*Aim*. Report how many lines in the data below contain the string "table". Give only the number.

*Stored entries*.

[start]

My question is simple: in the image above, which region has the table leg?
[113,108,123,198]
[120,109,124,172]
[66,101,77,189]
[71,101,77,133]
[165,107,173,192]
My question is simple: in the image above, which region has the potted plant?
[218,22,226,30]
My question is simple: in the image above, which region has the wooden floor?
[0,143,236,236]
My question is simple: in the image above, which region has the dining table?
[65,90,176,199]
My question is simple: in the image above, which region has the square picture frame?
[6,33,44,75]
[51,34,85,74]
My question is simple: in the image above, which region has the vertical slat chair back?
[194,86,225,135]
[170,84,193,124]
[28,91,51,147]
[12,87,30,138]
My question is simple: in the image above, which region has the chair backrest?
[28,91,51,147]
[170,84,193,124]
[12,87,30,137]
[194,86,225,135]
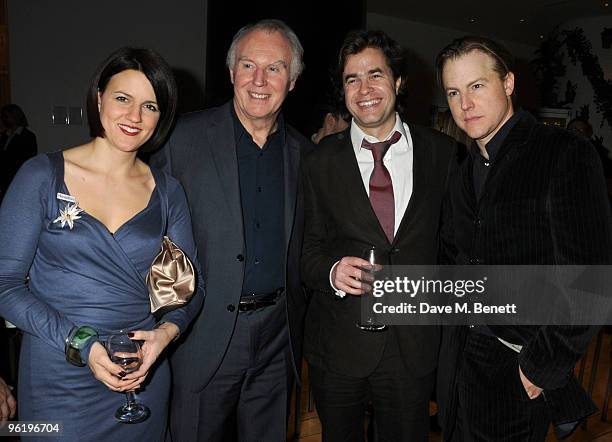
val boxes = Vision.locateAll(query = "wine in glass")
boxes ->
[106,331,151,424]
[355,246,387,332]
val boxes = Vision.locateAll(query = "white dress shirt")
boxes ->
[329,113,414,297]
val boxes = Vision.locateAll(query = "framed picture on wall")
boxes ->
[538,108,572,129]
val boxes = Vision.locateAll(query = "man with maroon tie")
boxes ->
[302,31,455,441]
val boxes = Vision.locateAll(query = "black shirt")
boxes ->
[232,107,286,294]
[469,111,523,199]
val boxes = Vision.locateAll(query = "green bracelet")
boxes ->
[64,326,98,367]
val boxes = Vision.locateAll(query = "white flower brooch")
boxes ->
[53,203,83,230]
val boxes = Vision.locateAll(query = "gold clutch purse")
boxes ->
[147,236,196,313]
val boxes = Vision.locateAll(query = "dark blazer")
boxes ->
[0,127,38,192]
[151,102,312,392]
[438,112,612,431]
[302,126,456,377]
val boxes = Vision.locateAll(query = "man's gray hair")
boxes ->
[225,19,304,81]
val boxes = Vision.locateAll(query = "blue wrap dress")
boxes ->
[0,152,204,442]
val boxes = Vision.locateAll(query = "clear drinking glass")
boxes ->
[355,246,387,332]
[106,330,151,424]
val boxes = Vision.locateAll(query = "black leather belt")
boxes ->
[238,288,285,312]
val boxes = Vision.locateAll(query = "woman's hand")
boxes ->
[0,378,17,428]
[125,322,179,384]
[87,342,144,391]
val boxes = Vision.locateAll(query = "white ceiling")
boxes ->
[367,0,612,45]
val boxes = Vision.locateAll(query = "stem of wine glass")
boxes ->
[125,391,136,410]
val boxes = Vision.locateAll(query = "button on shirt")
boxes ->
[469,111,521,199]
[232,109,285,293]
[329,113,414,297]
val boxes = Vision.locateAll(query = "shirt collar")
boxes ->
[351,112,410,155]
[470,110,523,162]
[230,106,286,144]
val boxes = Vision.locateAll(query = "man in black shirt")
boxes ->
[437,37,612,442]
[152,20,311,442]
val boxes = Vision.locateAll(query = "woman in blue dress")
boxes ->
[0,48,204,442]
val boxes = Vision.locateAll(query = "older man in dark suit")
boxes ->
[302,31,455,441]
[437,37,612,442]
[153,20,311,442]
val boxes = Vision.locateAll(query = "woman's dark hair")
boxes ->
[335,29,406,112]
[87,47,178,152]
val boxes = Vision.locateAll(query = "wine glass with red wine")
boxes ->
[106,330,151,424]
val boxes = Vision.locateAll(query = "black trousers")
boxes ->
[452,332,550,442]
[310,334,434,442]
[170,298,293,442]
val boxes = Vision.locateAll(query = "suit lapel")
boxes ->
[206,101,243,231]
[334,134,388,245]
[283,129,300,250]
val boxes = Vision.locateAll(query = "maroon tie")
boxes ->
[361,131,402,243]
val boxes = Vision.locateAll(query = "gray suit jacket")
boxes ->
[151,102,312,392]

[end]

*Solution*. 2